_DOCUMENT EXCERPT_:

Willoughby: Bayer stepped beyond Bauhaus, enriched life inside my house | AspenTimes.com

Willoughby: Bayer stepped beyond Bauhaus, enriched life inside my house

Tim Willoughby
Legends & Legacies

Bauhaus artist Herbert Bayer influenced product design through his work with Walter Paepcke’s Container Corporation of America. Bayer’s talents provided important contributions to Aspen. The Aspen Historical Society exhibits samples of his work, including his design of a popular atlas.

During the 1950s the corporation published an atlas that reflected new international boundaries established after World War II. Tasked with the challenge, Bayer produced an atlas unlike any previously published. It featured bright colors and well-designed presentations of information. Captivating, clear graphics drew the reader’s attention to each chart and map.

The corporation generously distributed the atlas, printed in 1953, to many locals including my family. The gift resided in our living room, one of few books I remember my father reading. Beyond maps, the book’s charts and graphs offered information about each U.S. state and other countries. Father studied every page and would recall isolated facts.

Before I could read, I looked through the atlas and managed to make sense of its contents. Irresistibly engaging, it reached half as high as my body. A reader could not take in a whole page at once — for that enjoyment, eyes had to roam around each giant page. A curious trip around a page may be rewarded with a list of products of Peru, for instance, or the climate in Madrid.

_RECORDED DATA_:
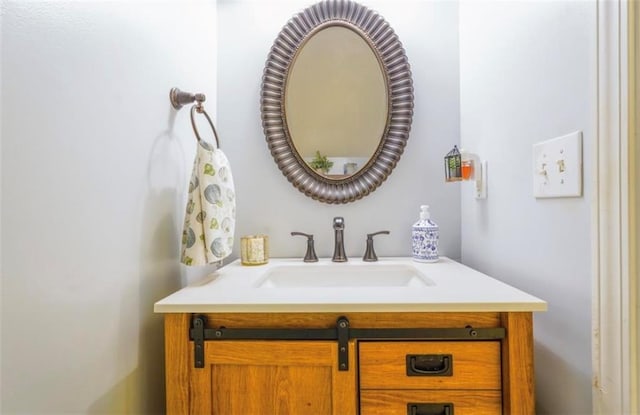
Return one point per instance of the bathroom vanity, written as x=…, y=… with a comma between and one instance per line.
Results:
x=391, y=337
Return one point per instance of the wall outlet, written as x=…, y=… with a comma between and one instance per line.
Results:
x=557, y=167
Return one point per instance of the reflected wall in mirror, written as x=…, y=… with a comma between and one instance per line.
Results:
x=337, y=101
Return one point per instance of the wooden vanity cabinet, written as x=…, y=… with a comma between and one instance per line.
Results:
x=302, y=376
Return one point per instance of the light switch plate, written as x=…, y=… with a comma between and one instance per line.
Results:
x=557, y=167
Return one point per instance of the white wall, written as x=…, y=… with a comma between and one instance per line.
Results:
x=268, y=203
x=528, y=73
x=94, y=168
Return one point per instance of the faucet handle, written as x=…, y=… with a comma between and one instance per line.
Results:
x=370, y=254
x=310, y=256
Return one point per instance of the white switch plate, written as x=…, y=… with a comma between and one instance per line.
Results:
x=557, y=167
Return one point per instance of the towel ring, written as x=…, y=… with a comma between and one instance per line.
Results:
x=179, y=98
x=199, y=108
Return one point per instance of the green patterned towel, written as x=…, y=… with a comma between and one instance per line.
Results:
x=210, y=219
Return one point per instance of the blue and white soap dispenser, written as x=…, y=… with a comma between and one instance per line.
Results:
x=425, y=235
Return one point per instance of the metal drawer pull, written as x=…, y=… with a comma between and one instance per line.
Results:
x=429, y=365
x=429, y=409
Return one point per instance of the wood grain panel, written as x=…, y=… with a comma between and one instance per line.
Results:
x=517, y=364
x=249, y=389
x=356, y=320
x=476, y=365
x=279, y=377
x=394, y=402
x=177, y=364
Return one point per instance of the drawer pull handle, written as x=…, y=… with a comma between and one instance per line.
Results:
x=429, y=365
x=429, y=409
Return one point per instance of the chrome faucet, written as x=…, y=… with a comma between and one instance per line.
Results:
x=338, y=251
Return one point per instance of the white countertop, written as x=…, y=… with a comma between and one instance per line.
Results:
x=453, y=287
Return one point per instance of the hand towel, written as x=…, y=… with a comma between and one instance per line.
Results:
x=210, y=217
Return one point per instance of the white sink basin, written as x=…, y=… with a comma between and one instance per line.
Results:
x=343, y=275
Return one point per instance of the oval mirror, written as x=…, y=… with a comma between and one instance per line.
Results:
x=337, y=101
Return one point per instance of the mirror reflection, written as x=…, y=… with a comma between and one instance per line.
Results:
x=336, y=102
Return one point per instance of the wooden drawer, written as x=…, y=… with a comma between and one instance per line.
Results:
x=422, y=365
x=394, y=402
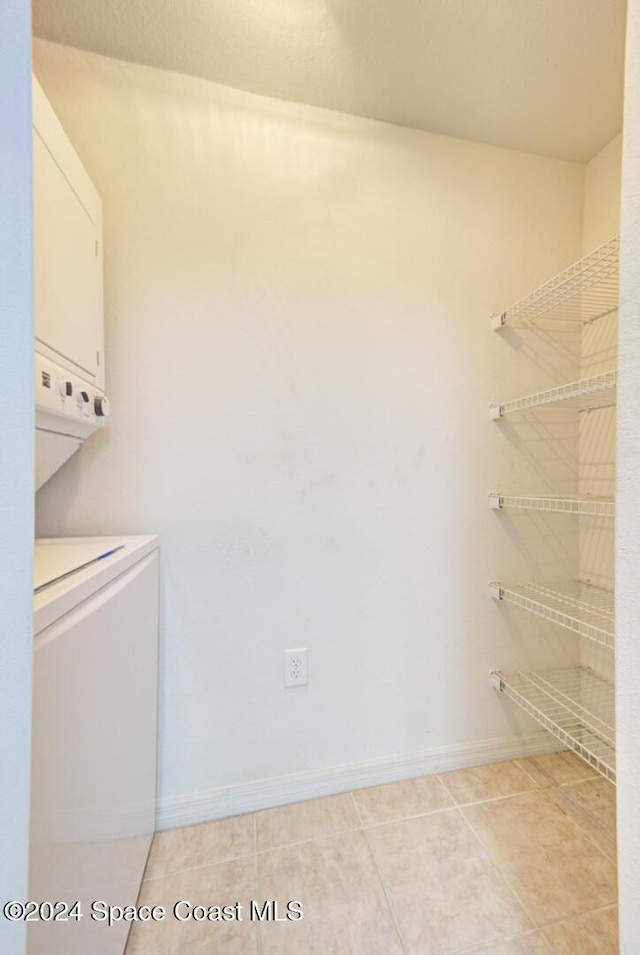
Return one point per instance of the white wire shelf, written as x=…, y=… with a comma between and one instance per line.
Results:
x=583, y=292
x=584, y=506
x=576, y=706
x=598, y=391
x=576, y=606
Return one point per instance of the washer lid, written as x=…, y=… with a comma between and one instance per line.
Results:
x=55, y=560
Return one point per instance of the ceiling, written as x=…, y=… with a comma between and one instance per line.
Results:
x=544, y=76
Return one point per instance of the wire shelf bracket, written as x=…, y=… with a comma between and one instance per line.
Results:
x=583, y=292
x=576, y=606
x=583, y=506
x=576, y=706
x=586, y=394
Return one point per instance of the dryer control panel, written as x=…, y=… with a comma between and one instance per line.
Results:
x=66, y=404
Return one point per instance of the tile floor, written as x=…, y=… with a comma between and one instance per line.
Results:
x=514, y=858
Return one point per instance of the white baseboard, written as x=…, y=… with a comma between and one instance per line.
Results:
x=188, y=810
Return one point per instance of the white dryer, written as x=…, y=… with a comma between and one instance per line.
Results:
x=94, y=734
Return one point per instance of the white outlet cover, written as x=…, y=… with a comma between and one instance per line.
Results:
x=295, y=667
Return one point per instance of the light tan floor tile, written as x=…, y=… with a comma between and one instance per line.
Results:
x=412, y=797
x=445, y=892
x=345, y=908
x=533, y=944
x=206, y=844
x=593, y=934
x=487, y=782
x=556, y=769
x=219, y=885
x=556, y=883
x=305, y=820
x=510, y=827
x=601, y=826
x=596, y=799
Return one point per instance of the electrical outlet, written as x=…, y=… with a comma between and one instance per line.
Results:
x=295, y=667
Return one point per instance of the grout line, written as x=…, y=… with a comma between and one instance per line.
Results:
x=387, y=895
x=258, y=937
x=490, y=946
x=357, y=808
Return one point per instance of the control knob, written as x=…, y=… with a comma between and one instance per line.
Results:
x=101, y=406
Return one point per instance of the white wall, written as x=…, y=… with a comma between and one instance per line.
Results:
x=628, y=512
x=598, y=428
x=300, y=362
x=16, y=472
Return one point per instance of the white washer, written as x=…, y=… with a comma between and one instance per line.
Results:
x=94, y=734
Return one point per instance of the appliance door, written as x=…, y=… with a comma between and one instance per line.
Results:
x=94, y=760
x=52, y=450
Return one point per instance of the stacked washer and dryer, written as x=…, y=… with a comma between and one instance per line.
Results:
x=95, y=600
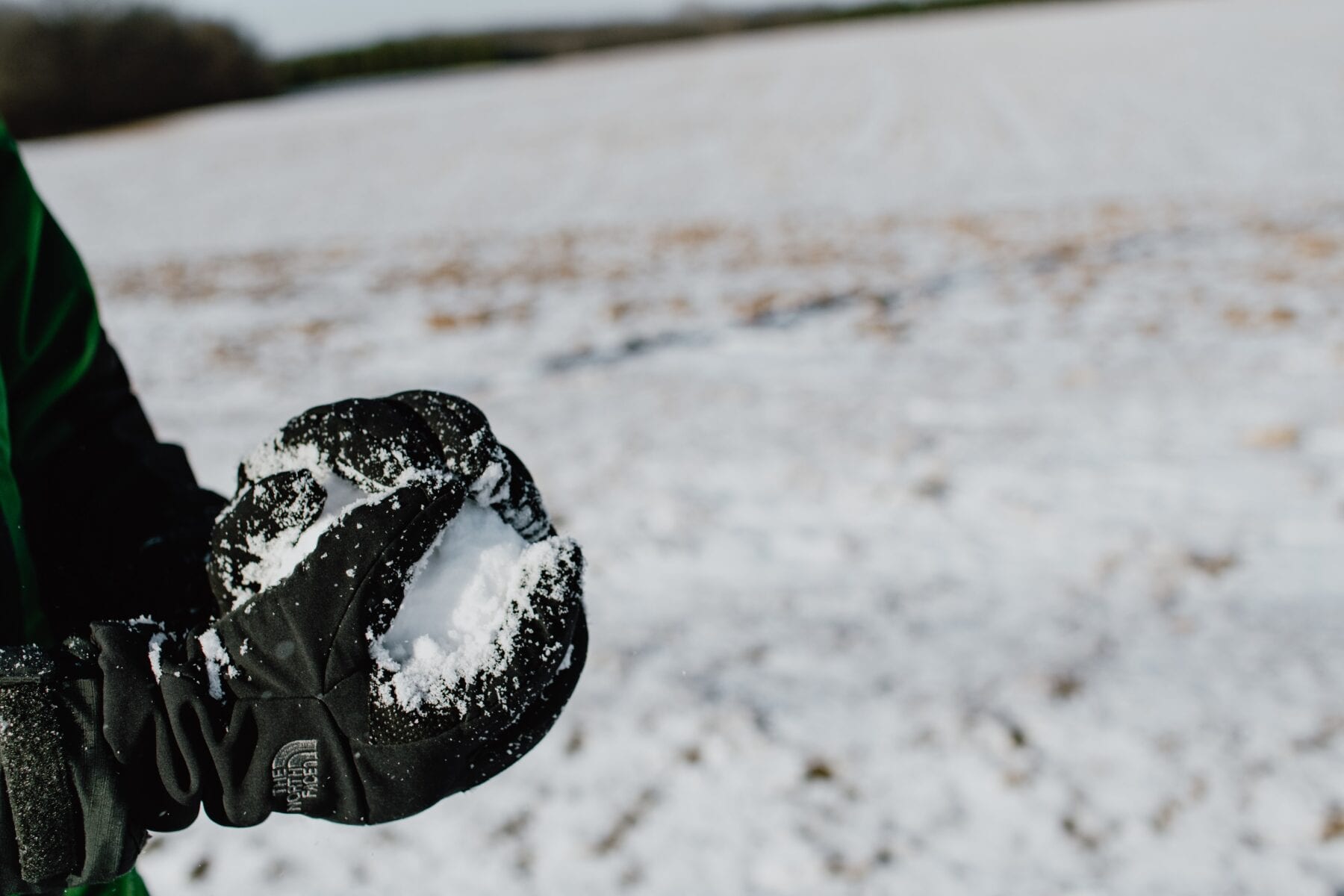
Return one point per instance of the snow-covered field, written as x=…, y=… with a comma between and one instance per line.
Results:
x=952, y=411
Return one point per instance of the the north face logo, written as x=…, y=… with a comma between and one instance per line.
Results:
x=293, y=774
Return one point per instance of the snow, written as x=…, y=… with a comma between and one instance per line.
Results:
x=460, y=615
x=949, y=410
x=280, y=555
x=156, y=645
x=218, y=662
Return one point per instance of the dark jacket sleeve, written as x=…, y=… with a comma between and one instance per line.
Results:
x=113, y=520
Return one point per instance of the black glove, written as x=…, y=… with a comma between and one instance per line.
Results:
x=279, y=707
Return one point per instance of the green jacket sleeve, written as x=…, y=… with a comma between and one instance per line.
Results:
x=105, y=520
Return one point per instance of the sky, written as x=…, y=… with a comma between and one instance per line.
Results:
x=296, y=26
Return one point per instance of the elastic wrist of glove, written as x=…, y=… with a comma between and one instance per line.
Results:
x=63, y=818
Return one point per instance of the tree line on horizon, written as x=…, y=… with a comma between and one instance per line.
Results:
x=78, y=66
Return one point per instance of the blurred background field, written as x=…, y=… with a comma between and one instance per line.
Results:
x=949, y=406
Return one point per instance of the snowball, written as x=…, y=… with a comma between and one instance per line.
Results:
x=460, y=615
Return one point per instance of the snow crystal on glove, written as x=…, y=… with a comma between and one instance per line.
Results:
x=463, y=612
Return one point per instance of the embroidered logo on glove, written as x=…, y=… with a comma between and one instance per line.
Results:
x=293, y=774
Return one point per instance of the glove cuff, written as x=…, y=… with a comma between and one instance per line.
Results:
x=62, y=815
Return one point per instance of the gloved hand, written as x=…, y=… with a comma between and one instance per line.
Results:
x=280, y=704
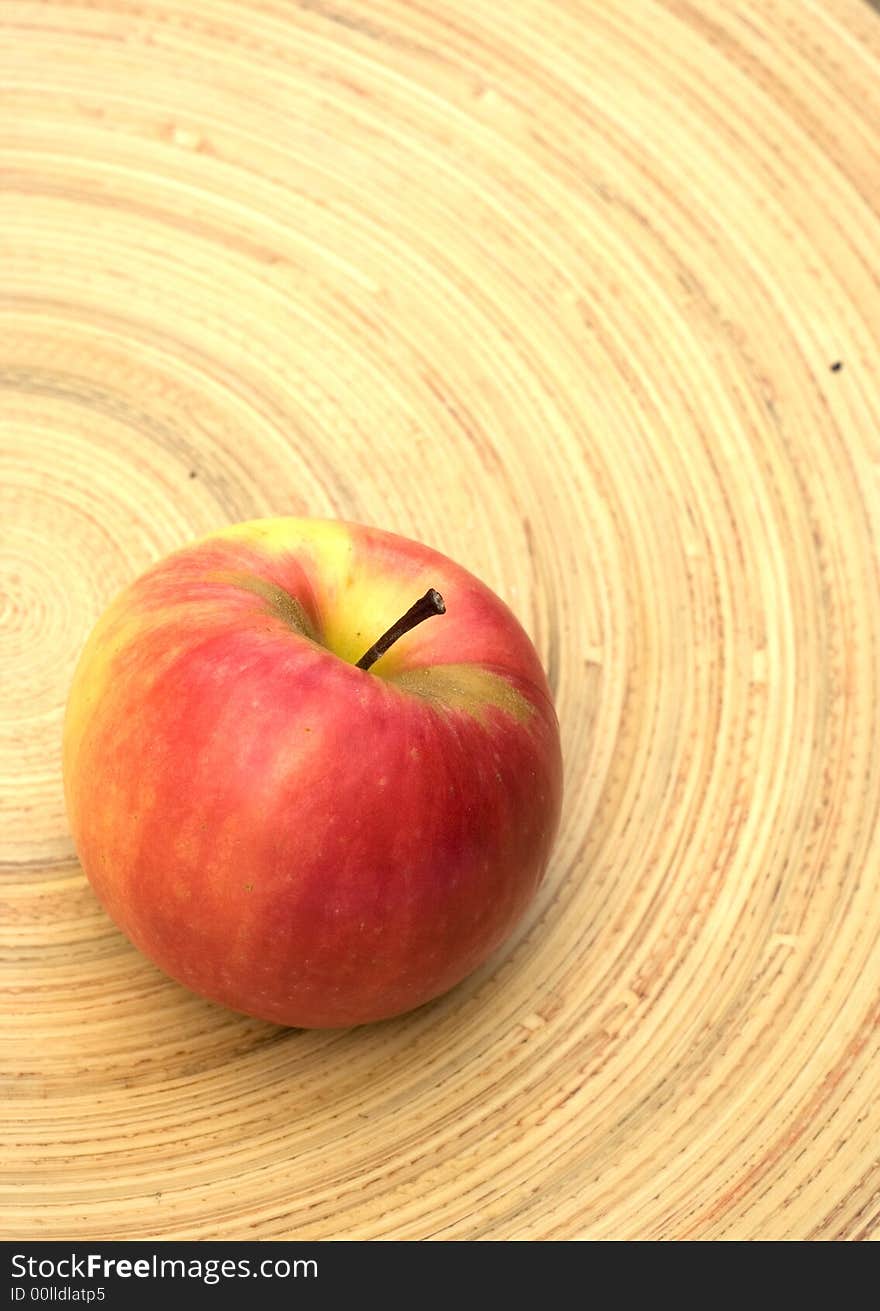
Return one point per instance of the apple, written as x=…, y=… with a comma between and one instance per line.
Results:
x=290, y=797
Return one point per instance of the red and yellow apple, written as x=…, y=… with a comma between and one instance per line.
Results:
x=287, y=833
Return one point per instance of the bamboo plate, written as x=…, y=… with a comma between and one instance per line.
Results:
x=585, y=296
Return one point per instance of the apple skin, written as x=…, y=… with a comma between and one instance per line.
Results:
x=281, y=831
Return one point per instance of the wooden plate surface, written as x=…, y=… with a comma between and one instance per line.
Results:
x=584, y=295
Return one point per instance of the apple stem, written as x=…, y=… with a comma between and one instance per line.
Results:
x=432, y=603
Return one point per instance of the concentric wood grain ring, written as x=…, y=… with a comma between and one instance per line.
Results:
x=563, y=293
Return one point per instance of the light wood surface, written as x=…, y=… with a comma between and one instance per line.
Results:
x=559, y=289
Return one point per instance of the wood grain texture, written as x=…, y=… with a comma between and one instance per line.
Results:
x=563, y=293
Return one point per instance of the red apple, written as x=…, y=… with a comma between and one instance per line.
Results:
x=287, y=833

_WHAT THE EXERCISE ASKS_: Reproduce the portion of the Herbert Bayer column that begins with the words containing "Bauhaus artist Herbert" and ends with "a popular atlas.". The records stand apart from the column on Herbert Bayer.

_FINISHED ANSWER_:
Bauhaus artist Herbert Bayer influenced product design through his work with Walter Paepcke’s Container Corporation of America. Bayer’s talents provided important contributions to Aspen. The Aspen Historical Society exhibits samples of his work, including his design of a popular atlas.